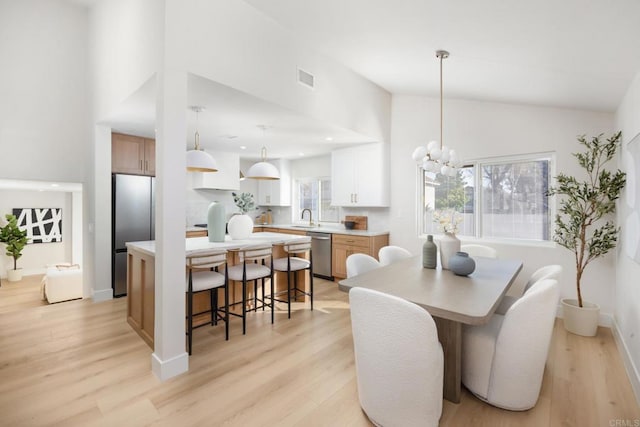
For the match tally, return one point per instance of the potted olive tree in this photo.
(15, 241)
(584, 224)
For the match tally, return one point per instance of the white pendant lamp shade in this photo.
(199, 160)
(263, 169)
(435, 157)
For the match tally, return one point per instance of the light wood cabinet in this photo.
(276, 192)
(344, 245)
(133, 155)
(360, 176)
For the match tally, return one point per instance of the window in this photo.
(504, 199)
(315, 194)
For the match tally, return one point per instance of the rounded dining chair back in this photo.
(479, 250)
(552, 271)
(399, 361)
(503, 361)
(391, 254)
(360, 263)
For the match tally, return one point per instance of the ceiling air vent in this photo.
(306, 79)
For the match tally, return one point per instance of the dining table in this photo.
(451, 300)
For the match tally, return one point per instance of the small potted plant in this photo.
(583, 224)
(15, 241)
(241, 226)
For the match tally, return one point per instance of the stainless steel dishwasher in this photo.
(321, 251)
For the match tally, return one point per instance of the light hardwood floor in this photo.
(79, 363)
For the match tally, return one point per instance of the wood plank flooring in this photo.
(78, 363)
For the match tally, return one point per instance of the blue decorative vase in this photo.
(462, 264)
(216, 222)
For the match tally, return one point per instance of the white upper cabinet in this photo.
(276, 192)
(227, 177)
(360, 176)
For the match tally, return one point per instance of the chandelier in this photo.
(436, 157)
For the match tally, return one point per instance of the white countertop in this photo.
(325, 229)
(198, 243)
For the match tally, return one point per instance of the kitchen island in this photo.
(141, 276)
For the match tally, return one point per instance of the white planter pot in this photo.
(14, 275)
(240, 227)
(580, 320)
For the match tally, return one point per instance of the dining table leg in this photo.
(450, 337)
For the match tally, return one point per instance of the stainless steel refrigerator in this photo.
(133, 220)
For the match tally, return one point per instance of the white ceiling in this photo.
(232, 120)
(571, 53)
(578, 54)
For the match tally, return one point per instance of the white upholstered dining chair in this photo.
(552, 271)
(390, 254)
(360, 263)
(503, 361)
(399, 361)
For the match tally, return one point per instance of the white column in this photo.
(100, 219)
(170, 358)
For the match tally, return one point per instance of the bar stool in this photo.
(293, 264)
(203, 275)
(253, 266)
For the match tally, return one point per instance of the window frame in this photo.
(295, 211)
(477, 164)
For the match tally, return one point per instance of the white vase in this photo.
(240, 226)
(14, 275)
(449, 245)
(580, 320)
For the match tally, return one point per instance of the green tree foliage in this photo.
(14, 238)
(585, 203)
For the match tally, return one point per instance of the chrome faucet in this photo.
(310, 216)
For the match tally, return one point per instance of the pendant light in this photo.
(436, 157)
(263, 169)
(199, 160)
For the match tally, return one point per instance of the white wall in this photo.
(43, 82)
(36, 256)
(483, 129)
(627, 298)
(232, 43)
(126, 40)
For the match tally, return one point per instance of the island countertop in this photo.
(198, 243)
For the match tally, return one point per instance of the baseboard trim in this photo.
(632, 370)
(165, 369)
(605, 319)
(102, 295)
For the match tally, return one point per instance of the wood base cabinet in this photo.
(346, 244)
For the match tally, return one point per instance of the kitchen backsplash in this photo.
(198, 202)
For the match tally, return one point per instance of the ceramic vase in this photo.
(449, 245)
(240, 226)
(462, 264)
(429, 253)
(14, 275)
(216, 223)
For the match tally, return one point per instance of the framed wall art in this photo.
(43, 225)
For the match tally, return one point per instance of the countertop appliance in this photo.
(321, 251)
(133, 219)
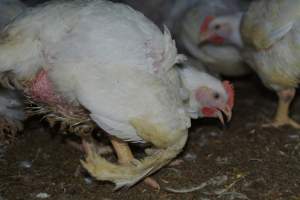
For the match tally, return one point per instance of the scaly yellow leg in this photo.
(282, 114)
(125, 156)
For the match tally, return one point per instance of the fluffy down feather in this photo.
(114, 62)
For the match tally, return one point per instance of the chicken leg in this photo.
(282, 113)
(125, 156)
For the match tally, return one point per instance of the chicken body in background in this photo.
(106, 63)
(11, 102)
(269, 38)
(223, 59)
(9, 10)
(185, 17)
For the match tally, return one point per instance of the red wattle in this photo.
(208, 112)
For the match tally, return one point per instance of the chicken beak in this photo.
(221, 118)
(203, 37)
(227, 112)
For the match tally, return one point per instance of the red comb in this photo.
(230, 91)
(205, 24)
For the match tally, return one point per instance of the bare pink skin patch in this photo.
(42, 89)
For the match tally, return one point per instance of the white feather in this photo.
(105, 56)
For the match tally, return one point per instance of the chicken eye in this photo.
(216, 96)
(217, 27)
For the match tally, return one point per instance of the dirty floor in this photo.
(241, 161)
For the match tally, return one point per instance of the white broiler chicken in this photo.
(223, 59)
(11, 102)
(9, 10)
(11, 115)
(269, 36)
(185, 19)
(203, 94)
(98, 63)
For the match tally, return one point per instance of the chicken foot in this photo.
(282, 114)
(125, 156)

────────────────────────────────────────

§ PROMPT: Rescale the items from the line containing "white feather in this photo." through the end of the items, both included. Reproduce every line, requests included, but multiply each point coordinate in the answers by 1.8 and round it to a whole number, rounding halves up.

§ RESPONSE TO THE EXERCISE:
For the match tally, return one point per instance of the white feather in this photo.
(189, 101)
For the match tally, return one point per instance of the chicken eye in this photo.
(389, 173)
(391, 49)
For the match tally, return one point per instance of the dirty floor in this photo.
(434, 290)
For the match tally, return one point per instance of the white broiler chicken in this photo.
(401, 106)
(20, 184)
(16, 18)
(20, 207)
(484, 65)
(333, 34)
(365, 169)
(176, 113)
For the match tally, return one point per instance of the chicken foot in this photo.
(508, 205)
(225, 281)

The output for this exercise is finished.